• DIRECTION: Render the lines as a JSON list of strings, one string per line with blank lines omitted, starting at the line that contains "Trace the outline of every instance of the cooked" and ending at the last line of the records, both included.

• DATASET EXTRACT:
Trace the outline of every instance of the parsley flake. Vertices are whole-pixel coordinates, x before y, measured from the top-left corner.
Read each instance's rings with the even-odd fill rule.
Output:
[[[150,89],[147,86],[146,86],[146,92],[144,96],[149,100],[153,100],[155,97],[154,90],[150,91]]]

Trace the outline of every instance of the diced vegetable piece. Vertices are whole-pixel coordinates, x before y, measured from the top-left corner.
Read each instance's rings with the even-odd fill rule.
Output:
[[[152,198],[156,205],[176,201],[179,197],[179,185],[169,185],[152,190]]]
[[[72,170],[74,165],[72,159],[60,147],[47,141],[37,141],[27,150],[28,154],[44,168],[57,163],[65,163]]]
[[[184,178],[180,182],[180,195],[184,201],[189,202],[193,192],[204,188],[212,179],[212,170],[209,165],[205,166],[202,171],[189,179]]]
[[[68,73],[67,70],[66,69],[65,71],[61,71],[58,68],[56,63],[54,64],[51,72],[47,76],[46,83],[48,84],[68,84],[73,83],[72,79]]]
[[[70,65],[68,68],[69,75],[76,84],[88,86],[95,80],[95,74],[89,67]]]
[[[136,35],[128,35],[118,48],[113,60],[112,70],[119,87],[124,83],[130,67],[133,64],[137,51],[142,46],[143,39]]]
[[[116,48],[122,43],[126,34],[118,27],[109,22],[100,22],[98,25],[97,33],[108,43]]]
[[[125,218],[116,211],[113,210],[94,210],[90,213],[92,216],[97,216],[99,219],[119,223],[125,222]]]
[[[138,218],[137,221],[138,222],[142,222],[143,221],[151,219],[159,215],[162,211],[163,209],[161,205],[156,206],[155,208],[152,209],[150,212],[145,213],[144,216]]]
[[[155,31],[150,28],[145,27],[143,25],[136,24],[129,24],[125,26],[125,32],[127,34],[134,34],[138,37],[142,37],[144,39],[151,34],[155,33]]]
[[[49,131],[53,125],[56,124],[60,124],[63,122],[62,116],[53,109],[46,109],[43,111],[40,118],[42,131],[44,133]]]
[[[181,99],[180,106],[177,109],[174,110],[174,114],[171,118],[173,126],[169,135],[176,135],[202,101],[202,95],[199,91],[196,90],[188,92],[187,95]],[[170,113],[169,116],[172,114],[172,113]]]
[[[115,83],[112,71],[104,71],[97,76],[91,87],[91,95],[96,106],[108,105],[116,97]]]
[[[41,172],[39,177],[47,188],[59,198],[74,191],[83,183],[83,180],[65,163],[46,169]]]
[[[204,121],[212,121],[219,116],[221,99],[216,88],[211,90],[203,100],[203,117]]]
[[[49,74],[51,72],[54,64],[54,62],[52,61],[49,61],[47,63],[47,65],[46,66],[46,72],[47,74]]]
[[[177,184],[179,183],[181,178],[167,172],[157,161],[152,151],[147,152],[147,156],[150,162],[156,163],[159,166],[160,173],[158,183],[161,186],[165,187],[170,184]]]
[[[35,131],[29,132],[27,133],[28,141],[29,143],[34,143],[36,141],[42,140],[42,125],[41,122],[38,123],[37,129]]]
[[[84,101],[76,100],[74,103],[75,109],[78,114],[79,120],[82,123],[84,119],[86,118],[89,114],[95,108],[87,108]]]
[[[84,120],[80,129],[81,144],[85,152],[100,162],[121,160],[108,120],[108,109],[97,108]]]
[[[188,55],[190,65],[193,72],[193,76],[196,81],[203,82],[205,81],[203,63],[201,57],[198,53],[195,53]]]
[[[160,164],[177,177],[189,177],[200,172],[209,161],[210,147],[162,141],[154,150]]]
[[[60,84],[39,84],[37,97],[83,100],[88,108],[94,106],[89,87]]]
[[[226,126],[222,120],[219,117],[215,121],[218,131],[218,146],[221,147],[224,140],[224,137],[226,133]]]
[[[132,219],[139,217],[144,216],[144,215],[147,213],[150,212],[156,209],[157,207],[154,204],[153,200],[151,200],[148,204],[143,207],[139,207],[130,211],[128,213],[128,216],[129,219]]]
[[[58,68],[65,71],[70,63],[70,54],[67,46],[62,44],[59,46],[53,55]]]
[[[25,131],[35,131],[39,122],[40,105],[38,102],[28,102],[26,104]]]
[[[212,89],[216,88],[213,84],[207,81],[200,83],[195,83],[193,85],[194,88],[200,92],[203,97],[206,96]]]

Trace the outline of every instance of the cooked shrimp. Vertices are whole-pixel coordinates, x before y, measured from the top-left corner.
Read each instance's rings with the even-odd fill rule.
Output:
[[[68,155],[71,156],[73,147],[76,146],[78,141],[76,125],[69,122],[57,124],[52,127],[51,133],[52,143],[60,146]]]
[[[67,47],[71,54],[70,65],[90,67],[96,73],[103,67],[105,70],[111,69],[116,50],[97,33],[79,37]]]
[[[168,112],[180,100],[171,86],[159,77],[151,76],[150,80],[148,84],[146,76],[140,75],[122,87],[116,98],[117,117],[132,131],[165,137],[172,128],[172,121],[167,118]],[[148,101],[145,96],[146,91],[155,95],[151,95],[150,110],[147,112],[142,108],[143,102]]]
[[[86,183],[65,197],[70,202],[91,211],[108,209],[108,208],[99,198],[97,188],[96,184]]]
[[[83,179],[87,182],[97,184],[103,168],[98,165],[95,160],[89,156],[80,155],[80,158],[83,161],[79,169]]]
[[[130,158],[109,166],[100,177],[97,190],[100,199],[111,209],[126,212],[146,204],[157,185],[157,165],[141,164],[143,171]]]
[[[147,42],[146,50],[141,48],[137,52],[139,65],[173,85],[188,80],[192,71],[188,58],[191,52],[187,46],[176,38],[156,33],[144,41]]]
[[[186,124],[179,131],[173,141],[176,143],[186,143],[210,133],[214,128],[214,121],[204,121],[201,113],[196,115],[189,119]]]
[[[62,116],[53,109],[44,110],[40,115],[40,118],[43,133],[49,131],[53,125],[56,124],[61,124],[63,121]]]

• ANSWER TO THIS EXERCISE:
[
  "Trace the outline of every instance of the cooked shrimp. Vertices are whole-pixel coordinates, x before y, measured from the top-left corner.",
  "Read each instance's rings with the even-odd fill rule.",
  "Output:",
  "[[[68,155],[71,156],[73,147],[76,146],[78,141],[76,125],[69,122],[57,124],[52,127],[51,133],[52,143],[60,146]]]",
  "[[[67,47],[71,54],[70,65],[90,67],[96,73],[103,67],[105,70],[111,69],[116,50],[97,33],[79,37]]]",
  "[[[168,112],[180,100],[171,86],[159,77],[151,76],[150,80],[148,84],[146,76],[140,75],[122,87],[116,98],[117,117],[132,131],[165,137],[172,128],[172,121],[167,118]],[[148,101],[145,96],[146,91],[155,95],[151,95],[150,110],[147,112],[142,108],[143,102]]]",
  "[[[86,183],[65,197],[70,202],[91,211],[108,209],[108,208],[99,198],[97,188],[96,184]]]",
  "[[[83,179],[87,182],[97,184],[103,168],[98,165],[95,160],[89,156],[80,155],[80,158],[83,161],[79,169]]]",
  "[[[130,158],[109,166],[100,177],[97,190],[100,199],[111,209],[126,212],[146,204],[157,185],[157,165],[141,164],[143,171]]]",
  "[[[147,42],[146,50],[141,48],[137,52],[139,65],[173,85],[188,80],[192,71],[188,58],[191,52],[187,46],[176,38],[156,33],[144,41]]]",
  "[[[186,124],[179,131],[173,141],[176,143],[186,143],[210,133],[214,128],[214,121],[204,121],[201,113],[196,115],[189,119]]]",
  "[[[62,116],[53,109],[44,110],[40,115],[40,118],[43,133],[49,131],[53,125],[56,124],[61,124],[63,121]]]"
]